[Start]

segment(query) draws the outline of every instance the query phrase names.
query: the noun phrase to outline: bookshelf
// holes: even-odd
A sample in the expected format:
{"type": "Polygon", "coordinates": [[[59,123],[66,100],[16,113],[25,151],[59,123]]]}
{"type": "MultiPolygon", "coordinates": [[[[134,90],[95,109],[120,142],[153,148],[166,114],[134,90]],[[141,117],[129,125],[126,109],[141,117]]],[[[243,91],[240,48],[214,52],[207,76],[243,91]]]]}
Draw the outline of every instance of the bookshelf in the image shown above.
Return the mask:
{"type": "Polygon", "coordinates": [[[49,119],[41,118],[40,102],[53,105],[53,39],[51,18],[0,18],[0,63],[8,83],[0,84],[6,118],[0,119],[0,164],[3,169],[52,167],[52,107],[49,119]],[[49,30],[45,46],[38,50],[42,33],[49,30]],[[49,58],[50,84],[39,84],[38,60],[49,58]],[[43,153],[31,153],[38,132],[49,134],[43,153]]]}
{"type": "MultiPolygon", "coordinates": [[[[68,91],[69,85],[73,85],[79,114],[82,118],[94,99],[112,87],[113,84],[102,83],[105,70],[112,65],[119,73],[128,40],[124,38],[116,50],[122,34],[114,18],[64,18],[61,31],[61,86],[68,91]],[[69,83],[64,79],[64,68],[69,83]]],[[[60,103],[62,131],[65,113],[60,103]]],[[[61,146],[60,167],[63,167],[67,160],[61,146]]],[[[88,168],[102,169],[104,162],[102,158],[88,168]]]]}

[End]

Lay out the lines above as a Markdown table with two columns, No. and Line. Number each row and leave out any blank lines.

| No. | Line |
|---|---|
| 1 | segment(query) draws the outline of every instance the query phrase names. |
| 2 | query: the noun phrase to outline: bookshelf |
| 3 | // holes: even-odd |
| 4 | A sample in the expected format: |
| 5 | {"type": "Polygon", "coordinates": [[[59,123],[66,100],[16,113],[25,151],[59,123]]]} |
| 6 | {"type": "MultiPolygon", "coordinates": [[[[134,90],[95,109],[120,142],[153,148],[166,114],[134,90]],[[141,117],[129,125],[126,109],[141,117]]],[[[243,91],[240,48],[214,52],[207,76],[243,91]]]]} |
| 7 | Draw the outline of every instance of the bookshelf in the image shown above. |
| 8 | Return the mask: |
| 9 | {"type": "Polygon", "coordinates": [[[49,119],[41,118],[40,102],[53,105],[53,39],[51,18],[0,18],[0,63],[8,83],[0,84],[6,118],[0,119],[0,164],[3,169],[52,167],[52,107],[49,119]],[[49,30],[45,46],[38,50],[42,33],[49,30]],[[49,58],[50,84],[39,84],[38,60],[49,58]],[[43,153],[31,153],[38,132],[49,134],[43,153]]]} |
| 10 | {"type": "MultiPolygon", "coordinates": [[[[68,91],[69,85],[73,85],[79,114],[82,118],[94,99],[112,87],[113,84],[102,83],[105,70],[112,65],[119,73],[128,40],[124,38],[116,50],[122,34],[114,18],[64,18],[61,31],[61,86],[68,91]],[[69,83],[64,79],[64,68],[69,83]]],[[[60,103],[62,131],[65,113],[60,103]]],[[[61,146],[60,167],[63,167],[67,160],[61,146]]],[[[88,168],[102,169],[104,162],[102,158],[88,168]]]]} |